Task prompt. The data below holds a line containing "Query: white football jersey" and a line containing "white sleeve, imagine"; please quote exactly those two lines and every line between them, and nothing else.

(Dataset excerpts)
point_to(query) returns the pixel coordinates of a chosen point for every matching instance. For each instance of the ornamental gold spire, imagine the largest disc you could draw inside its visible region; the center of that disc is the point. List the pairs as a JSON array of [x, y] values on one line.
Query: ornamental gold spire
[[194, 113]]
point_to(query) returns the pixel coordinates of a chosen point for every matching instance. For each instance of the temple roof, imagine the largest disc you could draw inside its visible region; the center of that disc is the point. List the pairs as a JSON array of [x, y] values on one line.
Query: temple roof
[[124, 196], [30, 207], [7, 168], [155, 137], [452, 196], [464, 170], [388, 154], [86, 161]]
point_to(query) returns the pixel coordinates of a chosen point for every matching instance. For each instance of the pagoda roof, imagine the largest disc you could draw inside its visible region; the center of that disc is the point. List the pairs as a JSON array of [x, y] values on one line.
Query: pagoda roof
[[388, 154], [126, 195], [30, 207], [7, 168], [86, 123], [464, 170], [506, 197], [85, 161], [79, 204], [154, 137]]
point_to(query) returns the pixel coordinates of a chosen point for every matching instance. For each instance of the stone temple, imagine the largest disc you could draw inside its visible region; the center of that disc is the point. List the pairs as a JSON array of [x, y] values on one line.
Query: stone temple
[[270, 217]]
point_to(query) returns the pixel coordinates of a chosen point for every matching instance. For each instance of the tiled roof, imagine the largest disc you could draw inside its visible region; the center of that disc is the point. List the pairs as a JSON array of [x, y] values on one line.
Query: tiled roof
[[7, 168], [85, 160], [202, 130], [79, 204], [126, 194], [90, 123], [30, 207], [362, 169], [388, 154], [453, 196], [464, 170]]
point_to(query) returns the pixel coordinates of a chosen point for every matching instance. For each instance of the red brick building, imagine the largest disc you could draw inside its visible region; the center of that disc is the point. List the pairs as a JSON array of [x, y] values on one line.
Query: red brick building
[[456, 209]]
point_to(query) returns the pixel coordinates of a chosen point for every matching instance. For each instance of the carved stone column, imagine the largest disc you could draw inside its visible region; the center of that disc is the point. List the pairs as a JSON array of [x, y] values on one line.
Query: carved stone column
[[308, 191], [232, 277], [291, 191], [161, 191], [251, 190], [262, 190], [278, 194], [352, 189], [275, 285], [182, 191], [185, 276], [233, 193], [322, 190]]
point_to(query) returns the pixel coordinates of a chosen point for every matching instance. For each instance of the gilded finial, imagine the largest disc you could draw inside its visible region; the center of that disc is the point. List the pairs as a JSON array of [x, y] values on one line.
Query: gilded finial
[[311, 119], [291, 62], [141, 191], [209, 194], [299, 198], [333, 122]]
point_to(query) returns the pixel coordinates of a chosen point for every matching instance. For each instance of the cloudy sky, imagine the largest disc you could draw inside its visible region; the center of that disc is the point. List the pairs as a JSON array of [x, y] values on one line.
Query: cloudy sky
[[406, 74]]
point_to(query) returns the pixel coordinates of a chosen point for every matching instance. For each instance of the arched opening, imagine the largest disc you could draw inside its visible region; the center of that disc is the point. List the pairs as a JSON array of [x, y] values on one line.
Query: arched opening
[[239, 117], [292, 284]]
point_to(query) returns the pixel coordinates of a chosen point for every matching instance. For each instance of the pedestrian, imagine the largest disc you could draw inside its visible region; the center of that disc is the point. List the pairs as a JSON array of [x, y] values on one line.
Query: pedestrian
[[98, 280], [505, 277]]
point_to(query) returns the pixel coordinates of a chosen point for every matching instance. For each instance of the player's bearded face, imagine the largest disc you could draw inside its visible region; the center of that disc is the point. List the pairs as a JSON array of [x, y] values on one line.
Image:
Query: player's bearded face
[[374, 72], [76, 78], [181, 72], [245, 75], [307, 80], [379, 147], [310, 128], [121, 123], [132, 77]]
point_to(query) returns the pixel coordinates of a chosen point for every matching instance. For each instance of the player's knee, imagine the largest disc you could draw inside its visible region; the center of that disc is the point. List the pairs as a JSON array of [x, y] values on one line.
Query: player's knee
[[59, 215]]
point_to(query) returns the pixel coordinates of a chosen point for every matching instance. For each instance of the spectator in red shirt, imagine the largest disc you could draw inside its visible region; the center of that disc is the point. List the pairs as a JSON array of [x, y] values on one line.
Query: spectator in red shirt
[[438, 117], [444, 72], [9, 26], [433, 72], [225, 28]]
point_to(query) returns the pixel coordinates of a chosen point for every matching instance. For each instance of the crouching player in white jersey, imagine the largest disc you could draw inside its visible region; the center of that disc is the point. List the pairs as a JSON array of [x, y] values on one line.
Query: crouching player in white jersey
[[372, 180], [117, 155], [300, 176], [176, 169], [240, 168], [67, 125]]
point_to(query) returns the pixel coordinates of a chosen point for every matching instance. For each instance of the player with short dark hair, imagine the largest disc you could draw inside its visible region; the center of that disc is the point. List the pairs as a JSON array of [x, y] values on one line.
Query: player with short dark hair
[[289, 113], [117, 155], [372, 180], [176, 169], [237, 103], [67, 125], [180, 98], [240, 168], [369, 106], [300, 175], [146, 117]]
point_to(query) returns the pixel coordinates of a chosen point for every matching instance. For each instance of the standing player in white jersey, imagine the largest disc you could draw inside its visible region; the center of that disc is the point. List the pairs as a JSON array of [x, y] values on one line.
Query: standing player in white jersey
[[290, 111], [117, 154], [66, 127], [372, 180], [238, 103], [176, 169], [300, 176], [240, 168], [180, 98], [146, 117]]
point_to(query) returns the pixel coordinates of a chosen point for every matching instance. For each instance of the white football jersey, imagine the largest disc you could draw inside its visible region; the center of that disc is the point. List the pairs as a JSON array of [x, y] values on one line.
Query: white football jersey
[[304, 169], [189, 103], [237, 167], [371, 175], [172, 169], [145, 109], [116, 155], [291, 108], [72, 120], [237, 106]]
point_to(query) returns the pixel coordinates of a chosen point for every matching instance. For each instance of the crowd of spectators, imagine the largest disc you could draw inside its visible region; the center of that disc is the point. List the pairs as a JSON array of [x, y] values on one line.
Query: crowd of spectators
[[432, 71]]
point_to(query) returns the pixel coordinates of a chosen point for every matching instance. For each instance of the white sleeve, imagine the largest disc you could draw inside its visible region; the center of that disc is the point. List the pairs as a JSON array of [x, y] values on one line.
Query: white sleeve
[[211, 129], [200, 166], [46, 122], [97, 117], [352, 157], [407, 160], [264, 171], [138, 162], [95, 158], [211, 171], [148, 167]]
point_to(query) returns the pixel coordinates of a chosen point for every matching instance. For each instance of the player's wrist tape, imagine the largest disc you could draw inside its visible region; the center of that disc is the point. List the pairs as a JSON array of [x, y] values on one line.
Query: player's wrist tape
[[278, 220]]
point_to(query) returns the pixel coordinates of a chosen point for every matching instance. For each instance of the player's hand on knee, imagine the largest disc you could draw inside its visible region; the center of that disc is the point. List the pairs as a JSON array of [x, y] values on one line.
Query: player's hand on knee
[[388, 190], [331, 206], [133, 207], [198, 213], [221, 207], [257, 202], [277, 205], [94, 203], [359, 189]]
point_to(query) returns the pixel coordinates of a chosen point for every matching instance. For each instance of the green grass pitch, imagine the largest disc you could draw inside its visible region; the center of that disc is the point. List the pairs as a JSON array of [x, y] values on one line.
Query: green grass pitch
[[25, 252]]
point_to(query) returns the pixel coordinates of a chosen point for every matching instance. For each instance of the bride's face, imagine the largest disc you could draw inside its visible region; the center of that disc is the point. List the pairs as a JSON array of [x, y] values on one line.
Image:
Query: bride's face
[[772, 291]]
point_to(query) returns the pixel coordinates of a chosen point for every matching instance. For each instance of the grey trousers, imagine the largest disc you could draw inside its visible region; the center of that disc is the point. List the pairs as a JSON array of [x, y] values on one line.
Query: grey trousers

Result.
Query: white football jersey
[[304, 169], [189, 103], [237, 167], [371, 175], [172, 169], [145, 109], [116, 155], [291, 108], [72, 120], [237, 106]]
point_to(query) returns the pixel coordinates of a chosen point for every matching instance. For each instance of the crowd of spectators, imagine the largest disc you could draw inside its visible region; the center of that disc is the point. List the pairs as a JSON array of [x, y] values on one line.
Query: crowd of spectators
[[432, 71]]
point_to(query) returns the pixel coordinates of a chosen point for every matching instance. For each instance of the white sleeve, imagine the largest disc you could draw inside its visible region; the center of that disc is the point. List the pairs as a JSON array of [x, y] values on one line.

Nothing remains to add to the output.